[Quoted passage]:
____________________
III. Conclusion And Order
Plaintiff fails to state any cognizable claims against any Defendants. The Court will provide Plaintiff with an opportunity to file a second amended complaint curing the deficiencies identified by the Court in this order. Noll v. Carlson, 809 F.2d 1446, 1448-49 (9th Cir. 1987). Plaintiff may not change the nature of this suit by adding new, unrelated claims in his amended complaint. George v. Smith, 507 F.3d 605, 607 (7th Cir. 2007) (no "buckshot" complaints).
If Plaintiff decides to amend, Plaintiff's amended complaint should be brief, Fed. R. Civ. P. 8(a), but must state what each named defendant did that led to the deprivation of Plaintiff's constitutional or other federal rights. Iqbal, 129 S. Ct. at 1949. Although accepted as true, the "[f]actual allegations must be [sufficient] to raise a right to relief above the speculative level . . . ." Twombly, 550 U.S. at 555.
____________________
(Entries from a pointing dataset)
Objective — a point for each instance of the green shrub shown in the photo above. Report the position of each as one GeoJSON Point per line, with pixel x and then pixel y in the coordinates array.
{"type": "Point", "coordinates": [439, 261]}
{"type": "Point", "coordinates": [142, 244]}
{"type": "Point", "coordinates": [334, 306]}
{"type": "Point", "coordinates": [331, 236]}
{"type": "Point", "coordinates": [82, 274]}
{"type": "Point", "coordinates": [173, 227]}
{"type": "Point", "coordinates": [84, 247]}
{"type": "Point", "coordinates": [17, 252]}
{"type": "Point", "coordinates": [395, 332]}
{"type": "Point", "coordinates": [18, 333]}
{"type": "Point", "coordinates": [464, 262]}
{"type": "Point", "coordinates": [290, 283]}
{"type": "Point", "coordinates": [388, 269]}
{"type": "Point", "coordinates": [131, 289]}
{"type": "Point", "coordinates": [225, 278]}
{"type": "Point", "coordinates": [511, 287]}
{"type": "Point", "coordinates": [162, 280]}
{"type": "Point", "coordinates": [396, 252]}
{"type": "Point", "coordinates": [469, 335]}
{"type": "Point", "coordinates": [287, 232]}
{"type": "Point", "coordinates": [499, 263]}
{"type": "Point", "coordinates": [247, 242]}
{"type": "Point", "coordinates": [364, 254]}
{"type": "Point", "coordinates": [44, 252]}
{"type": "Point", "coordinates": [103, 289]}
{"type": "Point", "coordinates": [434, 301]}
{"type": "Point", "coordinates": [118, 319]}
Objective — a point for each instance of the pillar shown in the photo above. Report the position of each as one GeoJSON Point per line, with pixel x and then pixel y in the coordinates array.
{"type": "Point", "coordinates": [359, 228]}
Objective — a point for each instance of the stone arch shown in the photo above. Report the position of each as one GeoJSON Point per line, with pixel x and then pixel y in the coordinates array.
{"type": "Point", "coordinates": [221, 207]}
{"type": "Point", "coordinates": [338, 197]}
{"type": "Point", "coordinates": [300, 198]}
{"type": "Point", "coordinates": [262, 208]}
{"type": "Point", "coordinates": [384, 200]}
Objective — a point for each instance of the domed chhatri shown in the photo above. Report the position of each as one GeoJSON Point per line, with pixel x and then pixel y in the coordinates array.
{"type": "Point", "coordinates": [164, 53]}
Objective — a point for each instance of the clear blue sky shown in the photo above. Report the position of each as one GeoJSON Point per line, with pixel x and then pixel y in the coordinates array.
____________________
[Stated task 1]:
Answer these questions about the court order:
(a) Which case is cited for the rule that Plaintiff may not add new, unrelated claims?
(b) Which rule is cited for the requirement that an amended complaint be brief?
(c) Above what level must the factual allegations raise a right to relief?
[Stated task 2]: Continue the court order from where it stops.
The items are separate material and have no connection to the court order.

[Written response 1]:
(a) George v. Smith, 507 F.3d 605, 607 (7th Cir. 2007)
(b) Fed. R. Civ. P. 8(a)
(c) The speculative level

[Written response 2]:
Finally, Plaintiff is advised that an amended complaint supersedes the original complaint, Forsyth v. Humana, Inc., 114 F.3d 1467, 1474 (9th Cir. 1997); King v. Atiyeh, 814 F.2d 565, 567 (9th Cir. 1987), and must be "complete in itself without reference to the prior or superseded pleading," L. R. 220. Plaintiff is warned that "[a]ll causes of action alleged in an original complaint which are not alleged in an amended complaint are waived." King, 814 F.2d at 567 (citing to London v. Coopers & Lybrand, 644 F.2d 811, 814 (9th Cir. 1981)); accord Forsyth, 114 F.3d at 1474.
Accordingly, based on the foregoing, it is HEREBY ORDERED that:
1. The Clerk's Office shall send Plaintiff a complaint form;
2. Plaintiff's complaint is dismissed for failure to state a claim, with leave to file a second amended complaint within thirty (30) days from the date of service of this order, curing the deficiencies identified; and
3. If Plaintiff fails to comply with this order, the Court will recommend dismissal of this action for failure to obey a court order and failure to state a claim.
IT IS SO ORDERED.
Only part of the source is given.